↓↓↓

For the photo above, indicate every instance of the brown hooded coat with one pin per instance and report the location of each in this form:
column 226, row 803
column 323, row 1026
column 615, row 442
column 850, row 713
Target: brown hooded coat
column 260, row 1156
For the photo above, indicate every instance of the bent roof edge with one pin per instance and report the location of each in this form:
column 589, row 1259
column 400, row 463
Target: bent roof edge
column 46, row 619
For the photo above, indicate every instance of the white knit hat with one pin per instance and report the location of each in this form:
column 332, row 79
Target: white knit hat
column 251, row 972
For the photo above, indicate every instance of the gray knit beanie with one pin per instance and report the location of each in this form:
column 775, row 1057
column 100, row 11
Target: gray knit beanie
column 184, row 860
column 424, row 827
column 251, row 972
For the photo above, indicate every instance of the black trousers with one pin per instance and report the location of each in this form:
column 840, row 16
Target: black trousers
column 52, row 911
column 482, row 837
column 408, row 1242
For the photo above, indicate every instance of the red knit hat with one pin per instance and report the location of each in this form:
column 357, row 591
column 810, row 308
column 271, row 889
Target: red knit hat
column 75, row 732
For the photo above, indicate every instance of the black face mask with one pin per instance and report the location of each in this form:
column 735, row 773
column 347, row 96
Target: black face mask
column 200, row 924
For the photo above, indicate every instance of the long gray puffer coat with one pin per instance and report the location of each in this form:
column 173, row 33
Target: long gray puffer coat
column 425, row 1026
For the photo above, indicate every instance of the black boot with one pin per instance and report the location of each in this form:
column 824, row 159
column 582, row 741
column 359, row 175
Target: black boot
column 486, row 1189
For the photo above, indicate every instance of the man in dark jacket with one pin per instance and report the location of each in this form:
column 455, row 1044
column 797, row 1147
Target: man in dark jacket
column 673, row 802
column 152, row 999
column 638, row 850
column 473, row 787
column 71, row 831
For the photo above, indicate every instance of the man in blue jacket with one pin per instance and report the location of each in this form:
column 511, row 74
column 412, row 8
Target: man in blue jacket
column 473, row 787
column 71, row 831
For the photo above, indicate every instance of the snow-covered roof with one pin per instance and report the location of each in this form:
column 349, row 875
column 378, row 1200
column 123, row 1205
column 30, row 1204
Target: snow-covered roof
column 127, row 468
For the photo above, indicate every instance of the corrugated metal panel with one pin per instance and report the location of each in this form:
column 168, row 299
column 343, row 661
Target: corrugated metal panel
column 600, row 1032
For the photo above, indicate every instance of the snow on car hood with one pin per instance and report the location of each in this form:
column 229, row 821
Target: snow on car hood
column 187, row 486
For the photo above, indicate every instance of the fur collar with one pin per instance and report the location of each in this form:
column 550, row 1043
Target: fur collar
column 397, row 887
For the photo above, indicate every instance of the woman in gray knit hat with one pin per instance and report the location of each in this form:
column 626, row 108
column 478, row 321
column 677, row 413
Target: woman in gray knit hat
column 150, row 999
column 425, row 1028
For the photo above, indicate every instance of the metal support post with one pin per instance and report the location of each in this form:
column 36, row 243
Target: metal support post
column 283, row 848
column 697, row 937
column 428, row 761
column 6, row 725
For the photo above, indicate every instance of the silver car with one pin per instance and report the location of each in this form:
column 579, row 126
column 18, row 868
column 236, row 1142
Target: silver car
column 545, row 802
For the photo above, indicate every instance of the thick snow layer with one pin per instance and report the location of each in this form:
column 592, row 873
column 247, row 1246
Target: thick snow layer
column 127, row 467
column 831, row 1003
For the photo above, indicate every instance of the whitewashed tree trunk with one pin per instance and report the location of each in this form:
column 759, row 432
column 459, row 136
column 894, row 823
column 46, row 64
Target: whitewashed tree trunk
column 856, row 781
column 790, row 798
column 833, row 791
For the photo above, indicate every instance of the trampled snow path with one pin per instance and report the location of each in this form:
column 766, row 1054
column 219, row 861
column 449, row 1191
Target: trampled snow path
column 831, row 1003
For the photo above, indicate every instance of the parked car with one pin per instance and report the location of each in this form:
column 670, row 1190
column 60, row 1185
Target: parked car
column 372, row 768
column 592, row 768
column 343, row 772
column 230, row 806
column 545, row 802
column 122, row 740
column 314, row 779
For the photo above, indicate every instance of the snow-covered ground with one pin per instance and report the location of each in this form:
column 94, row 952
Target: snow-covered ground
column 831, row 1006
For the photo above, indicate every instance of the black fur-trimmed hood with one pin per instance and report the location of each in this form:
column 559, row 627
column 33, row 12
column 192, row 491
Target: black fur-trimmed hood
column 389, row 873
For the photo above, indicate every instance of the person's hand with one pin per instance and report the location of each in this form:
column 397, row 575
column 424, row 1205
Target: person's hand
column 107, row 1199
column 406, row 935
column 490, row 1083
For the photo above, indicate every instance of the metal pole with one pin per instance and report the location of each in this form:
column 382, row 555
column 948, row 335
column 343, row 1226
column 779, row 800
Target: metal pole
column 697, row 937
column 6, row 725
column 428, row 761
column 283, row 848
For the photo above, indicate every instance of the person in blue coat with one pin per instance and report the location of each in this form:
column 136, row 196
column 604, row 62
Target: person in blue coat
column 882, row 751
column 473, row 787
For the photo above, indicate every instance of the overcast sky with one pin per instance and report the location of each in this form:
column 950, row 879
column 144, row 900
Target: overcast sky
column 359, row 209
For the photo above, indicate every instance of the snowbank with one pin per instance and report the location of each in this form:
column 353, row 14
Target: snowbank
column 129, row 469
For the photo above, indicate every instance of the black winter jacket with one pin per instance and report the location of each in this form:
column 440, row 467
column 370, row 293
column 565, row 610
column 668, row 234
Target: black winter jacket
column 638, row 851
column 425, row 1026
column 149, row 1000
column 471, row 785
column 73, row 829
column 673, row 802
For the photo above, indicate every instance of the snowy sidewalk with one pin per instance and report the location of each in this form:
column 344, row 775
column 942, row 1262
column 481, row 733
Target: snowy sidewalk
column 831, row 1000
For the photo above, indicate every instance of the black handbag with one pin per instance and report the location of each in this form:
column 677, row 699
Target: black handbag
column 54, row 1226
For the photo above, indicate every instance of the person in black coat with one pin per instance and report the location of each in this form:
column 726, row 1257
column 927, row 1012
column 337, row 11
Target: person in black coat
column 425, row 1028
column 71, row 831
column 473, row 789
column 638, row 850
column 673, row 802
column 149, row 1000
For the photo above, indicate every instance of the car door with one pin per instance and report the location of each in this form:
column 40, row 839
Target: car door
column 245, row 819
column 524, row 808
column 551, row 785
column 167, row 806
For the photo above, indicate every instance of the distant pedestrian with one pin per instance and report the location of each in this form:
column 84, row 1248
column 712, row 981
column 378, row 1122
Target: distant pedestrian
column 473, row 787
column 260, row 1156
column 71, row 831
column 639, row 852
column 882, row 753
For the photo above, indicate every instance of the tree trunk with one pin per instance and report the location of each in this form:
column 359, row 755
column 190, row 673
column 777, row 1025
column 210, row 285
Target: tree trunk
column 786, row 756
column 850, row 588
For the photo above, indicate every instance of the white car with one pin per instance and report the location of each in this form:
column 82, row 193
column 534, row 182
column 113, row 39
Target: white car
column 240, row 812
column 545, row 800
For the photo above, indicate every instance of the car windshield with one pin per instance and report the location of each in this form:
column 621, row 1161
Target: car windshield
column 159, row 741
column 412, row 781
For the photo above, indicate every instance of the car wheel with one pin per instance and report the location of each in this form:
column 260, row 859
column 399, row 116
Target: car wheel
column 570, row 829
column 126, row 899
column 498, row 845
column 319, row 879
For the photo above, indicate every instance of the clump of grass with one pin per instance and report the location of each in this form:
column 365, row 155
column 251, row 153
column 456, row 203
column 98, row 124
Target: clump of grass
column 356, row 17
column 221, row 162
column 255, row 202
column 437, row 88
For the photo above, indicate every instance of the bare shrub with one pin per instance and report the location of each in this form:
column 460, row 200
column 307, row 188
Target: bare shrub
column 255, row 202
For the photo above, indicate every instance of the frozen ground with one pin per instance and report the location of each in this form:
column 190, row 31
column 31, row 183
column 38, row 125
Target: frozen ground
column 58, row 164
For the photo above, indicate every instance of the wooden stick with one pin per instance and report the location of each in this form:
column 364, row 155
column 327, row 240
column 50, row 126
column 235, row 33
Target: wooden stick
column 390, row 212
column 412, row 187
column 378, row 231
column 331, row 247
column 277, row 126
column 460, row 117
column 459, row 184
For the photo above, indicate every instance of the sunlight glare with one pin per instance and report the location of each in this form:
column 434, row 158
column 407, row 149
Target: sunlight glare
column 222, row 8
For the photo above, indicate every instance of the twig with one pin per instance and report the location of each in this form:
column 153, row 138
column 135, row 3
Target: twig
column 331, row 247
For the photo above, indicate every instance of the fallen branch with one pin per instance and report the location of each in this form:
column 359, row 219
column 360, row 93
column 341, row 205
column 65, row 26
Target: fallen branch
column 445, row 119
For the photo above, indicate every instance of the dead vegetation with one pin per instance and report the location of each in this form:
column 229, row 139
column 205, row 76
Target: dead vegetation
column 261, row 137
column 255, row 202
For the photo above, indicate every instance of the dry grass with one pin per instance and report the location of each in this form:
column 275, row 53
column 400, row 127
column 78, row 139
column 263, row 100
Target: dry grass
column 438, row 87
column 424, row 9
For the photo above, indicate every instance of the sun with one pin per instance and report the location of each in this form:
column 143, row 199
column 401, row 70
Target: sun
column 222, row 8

↑↑↑

*DIRECTIONS:* Rewrite the lines of the items as a Markdown table with the columns Number and Line. Begin at the line that contains "For the photo above, indicate every instance of the fallen", stop after the line that contains "column 445, row 119", and leave out any blank lines.

*EXERCISE OUTPUT:*
| Number | Line |
|---|---|
| 1 | For the photo above, indicate every instance of the fallen branch with one pin per instance and report the location of each in this form: |
| 2 | column 359, row 219 |
| 3 | column 360, row 93 |
| 4 | column 341, row 205 |
| 5 | column 65, row 26 |
| 6 | Target: fallen branch |
| 7 | column 445, row 119 |